_Recorded information_.

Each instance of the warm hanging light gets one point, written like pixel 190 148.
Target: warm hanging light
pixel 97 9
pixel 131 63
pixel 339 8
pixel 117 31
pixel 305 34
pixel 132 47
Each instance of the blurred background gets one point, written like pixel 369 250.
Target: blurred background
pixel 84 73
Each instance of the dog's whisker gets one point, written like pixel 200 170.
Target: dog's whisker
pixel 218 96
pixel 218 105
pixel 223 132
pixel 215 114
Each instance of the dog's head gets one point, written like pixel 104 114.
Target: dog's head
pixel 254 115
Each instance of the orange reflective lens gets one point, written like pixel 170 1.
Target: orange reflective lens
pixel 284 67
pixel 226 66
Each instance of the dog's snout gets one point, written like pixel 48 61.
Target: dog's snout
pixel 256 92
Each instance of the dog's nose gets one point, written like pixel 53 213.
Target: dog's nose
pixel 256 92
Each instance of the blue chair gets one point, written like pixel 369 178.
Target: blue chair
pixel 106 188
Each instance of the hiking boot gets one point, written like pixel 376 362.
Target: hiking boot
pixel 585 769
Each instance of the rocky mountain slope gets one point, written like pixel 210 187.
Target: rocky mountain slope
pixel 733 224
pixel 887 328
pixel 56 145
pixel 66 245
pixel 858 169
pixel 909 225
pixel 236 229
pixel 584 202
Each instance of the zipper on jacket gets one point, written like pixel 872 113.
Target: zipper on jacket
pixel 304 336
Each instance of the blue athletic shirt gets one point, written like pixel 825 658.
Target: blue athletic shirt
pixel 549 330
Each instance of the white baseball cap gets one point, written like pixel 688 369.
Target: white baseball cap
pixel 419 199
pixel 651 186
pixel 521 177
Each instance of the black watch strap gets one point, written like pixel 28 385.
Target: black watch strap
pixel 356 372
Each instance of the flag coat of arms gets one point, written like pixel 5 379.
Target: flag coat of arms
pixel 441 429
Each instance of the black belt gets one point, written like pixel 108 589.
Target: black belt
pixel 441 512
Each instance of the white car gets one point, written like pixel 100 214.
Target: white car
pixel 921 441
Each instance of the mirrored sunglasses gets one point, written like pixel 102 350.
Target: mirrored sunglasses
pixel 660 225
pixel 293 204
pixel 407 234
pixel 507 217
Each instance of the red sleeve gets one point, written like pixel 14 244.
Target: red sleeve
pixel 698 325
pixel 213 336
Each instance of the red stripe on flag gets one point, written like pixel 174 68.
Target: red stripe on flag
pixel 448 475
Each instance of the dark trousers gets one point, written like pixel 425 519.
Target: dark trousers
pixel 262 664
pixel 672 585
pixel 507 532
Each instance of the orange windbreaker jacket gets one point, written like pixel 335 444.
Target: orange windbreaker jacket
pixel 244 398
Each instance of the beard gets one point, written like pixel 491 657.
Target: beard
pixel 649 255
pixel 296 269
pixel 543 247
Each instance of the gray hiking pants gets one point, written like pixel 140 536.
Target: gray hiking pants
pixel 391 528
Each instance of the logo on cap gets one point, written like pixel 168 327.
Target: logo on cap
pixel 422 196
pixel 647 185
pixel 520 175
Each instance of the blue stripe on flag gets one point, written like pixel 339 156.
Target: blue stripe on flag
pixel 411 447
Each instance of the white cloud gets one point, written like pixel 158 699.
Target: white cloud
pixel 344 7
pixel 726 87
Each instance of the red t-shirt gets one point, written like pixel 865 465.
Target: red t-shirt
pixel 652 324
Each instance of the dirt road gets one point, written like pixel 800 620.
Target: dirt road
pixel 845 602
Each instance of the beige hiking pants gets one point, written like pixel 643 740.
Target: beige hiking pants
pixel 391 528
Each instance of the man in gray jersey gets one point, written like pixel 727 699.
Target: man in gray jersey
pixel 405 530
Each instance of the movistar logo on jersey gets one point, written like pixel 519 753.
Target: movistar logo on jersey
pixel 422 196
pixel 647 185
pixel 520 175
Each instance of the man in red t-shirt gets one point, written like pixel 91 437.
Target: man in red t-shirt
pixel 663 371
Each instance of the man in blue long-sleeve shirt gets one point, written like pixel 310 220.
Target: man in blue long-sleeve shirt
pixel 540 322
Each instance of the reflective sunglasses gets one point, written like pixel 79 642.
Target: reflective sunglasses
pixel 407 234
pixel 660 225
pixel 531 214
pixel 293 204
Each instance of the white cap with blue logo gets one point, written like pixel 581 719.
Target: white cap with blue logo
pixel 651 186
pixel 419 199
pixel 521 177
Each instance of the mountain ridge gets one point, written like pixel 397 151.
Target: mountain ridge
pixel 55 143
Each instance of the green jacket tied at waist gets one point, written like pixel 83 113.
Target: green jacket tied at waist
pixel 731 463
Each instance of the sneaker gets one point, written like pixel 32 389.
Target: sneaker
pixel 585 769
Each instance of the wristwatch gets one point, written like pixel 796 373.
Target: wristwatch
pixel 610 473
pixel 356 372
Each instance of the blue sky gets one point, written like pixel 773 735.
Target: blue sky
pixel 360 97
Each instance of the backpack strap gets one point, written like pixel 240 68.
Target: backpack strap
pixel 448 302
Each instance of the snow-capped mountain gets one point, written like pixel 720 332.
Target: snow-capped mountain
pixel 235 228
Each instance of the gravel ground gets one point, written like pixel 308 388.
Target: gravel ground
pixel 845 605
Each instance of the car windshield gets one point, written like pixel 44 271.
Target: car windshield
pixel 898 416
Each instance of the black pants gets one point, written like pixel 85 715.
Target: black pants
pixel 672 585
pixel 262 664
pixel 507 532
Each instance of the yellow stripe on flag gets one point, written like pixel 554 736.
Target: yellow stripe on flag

_What you have to do_. Word for word, quote the lines from the line containing "Each instance of the wristwatch" through the end of the material, both included, and nothing else.

_Problem solution_.
Each instance of the wristwatch gets one point, written like pixel 796 373.
Target: wristwatch
pixel 610 473
pixel 356 372
Each instance of the blue sky gets one point, written like pixel 773 735.
Target: blue sky
pixel 360 97
Each instance of the backpack strap gets one point, written like pixel 240 68.
Target: backpack strap
pixel 448 302
Each instance of the snow-capped mountain gets one point, written like pixel 720 332.
Target: snow-capped mountain
pixel 235 228
Each instance of the gravel ground gets one point, written like pixel 308 388.
Target: gravel ground
pixel 845 605
Each instance of the car windshield gets one point, written like pixel 44 271.
Target: car windshield
pixel 898 416
Each instance of the black pants gets one point, written like pixel 85 715.
Target: black pants
pixel 672 585
pixel 262 664
pixel 507 532
Each instance of the yellow stripe on flag gets one point, written like pixel 554 736.
Target: yellow stripe on flag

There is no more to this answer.